(ЗАДАНИЕ 1): Замените «де Феррари» на «Джачинто де Феррари» и перепишите отрывок о деле Мортары, начиная со слов «Кардинал де Феррари» и далее вплоть до слов «этом не знали[316].».
(ЗАДАНИЕ 2): Продолжите отрывок о деле Мортары, написав текст, который следует сразу за его последним предложением.

(ОТРЫВОК ДЛЯ ЧТЕНИЯ):
****

Вскоре после ареста инквизитора кардинал Вьяле-Прела направил губернатору Луиджи Карло Фарини протест (который вручил ему лично помощник архиепископа), требуя немедленно освободить монаха. Фарини согласился поговорить с эмиссаром и, согласно донесению последнего, высказал предположение, что отца Фелетти, возможно, выпустят, если он сможет доказать, что действовал, исключительно подчиняясь приказу вышестоящих чинов. Архиепископ сам толком не понимал, что именно должен был говорить инквизитор, учитывая чудовищную неопределенность и хаос новой политической ситуации, — в сущности, допустимо ли было вообще что-либо говорить. Он знал, что отец Фелетти отказывается отвечать на любые вопросы, связанные с деятельностью Священной канцелярии. Желая получить какие-нибудь указания, архиепископ написал кардиналу Джачинто де Феррари — доминиканцу, служившему комиссаром Священной канцелярии инквизиции в Риме.
Кардинал де Феррари был хорошо осведомлен о деле Мортары, потому что именно ему отец Фелетти изложил в письме от 26 октября 1857 года первые слухи о том, что в Болонье крестили еврейского мальчика. Фелетти запросил тогда разрешение приступить к расследованию, и 9 ноября де Феррари написал ему ответ из центральной канцелярии инквизиции в Ватикане, прислав болонскому инквизитору роковые указания: принимать меры. Ни болонский суд, ни следователь Карбони ничего об этом не знали[316].

****

(ИСХОДНЫЕ СТРОКИ):
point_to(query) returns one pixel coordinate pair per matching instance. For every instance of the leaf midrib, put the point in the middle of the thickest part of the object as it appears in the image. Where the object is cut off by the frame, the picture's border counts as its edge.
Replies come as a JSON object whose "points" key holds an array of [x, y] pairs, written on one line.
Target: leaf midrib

****

(ОТВЕТ 1):
Кардинал Джачинто де Феррари был хорошо осведомлен о деле Мортары, потому что именно ему отец Фелетти изложил в письме от 26 октября 1857 года первые слухи о том, что в Болонье крестили еврейского мальчика. Фелетти запросил тогда разрешение приступить к расследованию, и 9 ноября Джачинто де Феррари написал ему ответ из центральной канцелярии инквизиции в Ватикане, прислав болонскому инквизитору роковые указания: принимать меры. Ни болонский суд, ни следователь Карбони ничего об этом не знали[316].

(ОТВЕТ 2):
Теперь же, спустя два с небольшим года, отец Фелетти томился в тюрьме. 11 февраля комиссар Священной канцелярии откликнулся на письмо кардинала Вьяле-Прела:
Я получил вопрос о том, может ли узник отвечать, что выполнял Высочайшее Повеление из Рима, и т. д. Незамедлительный ответ таков: безусловно, дать такой ответ можно, однако к нему следует добавить слова святого Петра: Obedire oportet Deo magis quam hominibus [Богу следует повиноваться более, нежели людям]. Теперь же, опасаясь, что то письмо [которое разрешало отцу Фелетти забрать Эдгардо из семьи] утеряно, мы сочли наиболее благоразумным оставить этот вопрос на усмотрение Вашего Преподобнейшего Преосвященства.
Через десять дней архиепископ снова написал комиссару, сообщая ему о новом тревожном обороте дела. Похоже, вытащить монаха из тюрьмы будет не так просто, как они поначалу думали:
Я посылал своего второго заместителя к синьору Фарини, чтобы поговорить о судьбе отца Фелетти, и он ответил, что для его освобождения будет достаточно, если он сам признает, как я уже говорил, что просто выполнял высочайшее повеление. Однако теперь, по-видимому, выполнения одного этого условия властям кажется мало. Мы уже написали синьору Фарини, чтобы напомнить ему о звучавших ранее заверениях и подвести все дело к завершению, и теперь я ожидаю ответа. Я постараюсь сделать для узника все, что от меня зависит[317].
После второго допроса Анны Моризи следователь Карбони был почти готов составить исковый документ для обвинения. Но перед этим он решил, что в последний раз попробует разговорить инквизитора. 6 марта Карбони вошел в тюрьму Торроне, и его проводили в камеру к отцу Фелетти.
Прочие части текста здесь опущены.